## Requirement:
Please turn the entries, starting with their first line and going on through the line with "Trace every instance", into a numbered list with blank lines left out.

## Data supplied:
━━━━━━━━━━━━━━━━
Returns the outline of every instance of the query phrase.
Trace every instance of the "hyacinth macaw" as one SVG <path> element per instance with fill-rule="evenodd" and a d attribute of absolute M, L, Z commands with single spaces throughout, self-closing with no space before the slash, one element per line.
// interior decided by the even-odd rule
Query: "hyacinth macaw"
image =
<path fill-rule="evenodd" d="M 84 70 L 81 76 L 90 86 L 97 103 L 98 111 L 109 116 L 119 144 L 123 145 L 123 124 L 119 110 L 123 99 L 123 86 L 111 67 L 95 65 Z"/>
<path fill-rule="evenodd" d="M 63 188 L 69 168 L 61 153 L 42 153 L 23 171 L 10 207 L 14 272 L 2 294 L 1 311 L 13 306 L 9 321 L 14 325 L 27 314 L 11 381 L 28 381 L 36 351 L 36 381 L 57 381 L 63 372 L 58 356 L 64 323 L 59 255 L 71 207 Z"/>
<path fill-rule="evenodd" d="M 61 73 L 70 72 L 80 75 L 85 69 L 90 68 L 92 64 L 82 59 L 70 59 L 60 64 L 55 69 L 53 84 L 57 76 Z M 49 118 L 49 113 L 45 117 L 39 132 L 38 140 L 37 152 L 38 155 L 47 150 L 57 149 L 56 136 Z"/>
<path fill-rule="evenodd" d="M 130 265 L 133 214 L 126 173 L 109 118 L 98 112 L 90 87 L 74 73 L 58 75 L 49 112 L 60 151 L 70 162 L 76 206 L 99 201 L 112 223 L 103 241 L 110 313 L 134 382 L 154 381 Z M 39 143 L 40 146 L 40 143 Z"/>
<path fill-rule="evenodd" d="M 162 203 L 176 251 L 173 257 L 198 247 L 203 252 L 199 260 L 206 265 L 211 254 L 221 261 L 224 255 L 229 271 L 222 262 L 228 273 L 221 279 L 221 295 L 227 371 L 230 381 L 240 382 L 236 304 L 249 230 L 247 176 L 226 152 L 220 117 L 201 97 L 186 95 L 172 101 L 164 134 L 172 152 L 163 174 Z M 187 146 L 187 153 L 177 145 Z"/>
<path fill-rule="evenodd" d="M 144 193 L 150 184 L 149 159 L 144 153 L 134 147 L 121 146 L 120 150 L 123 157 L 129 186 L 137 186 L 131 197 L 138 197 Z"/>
━━━━━━━━━━━━━━━━
## Answer to this problem:
1. Returns the outline of every instance of the query phrase.
2. Trace every instance of the "hyacinth macaw" as one SVG <path> element per instance with fill-rule="evenodd" and a d attribute of absolute M, L, Z commands with single spaces throughout, self-closing with no space before the slash, one element per line.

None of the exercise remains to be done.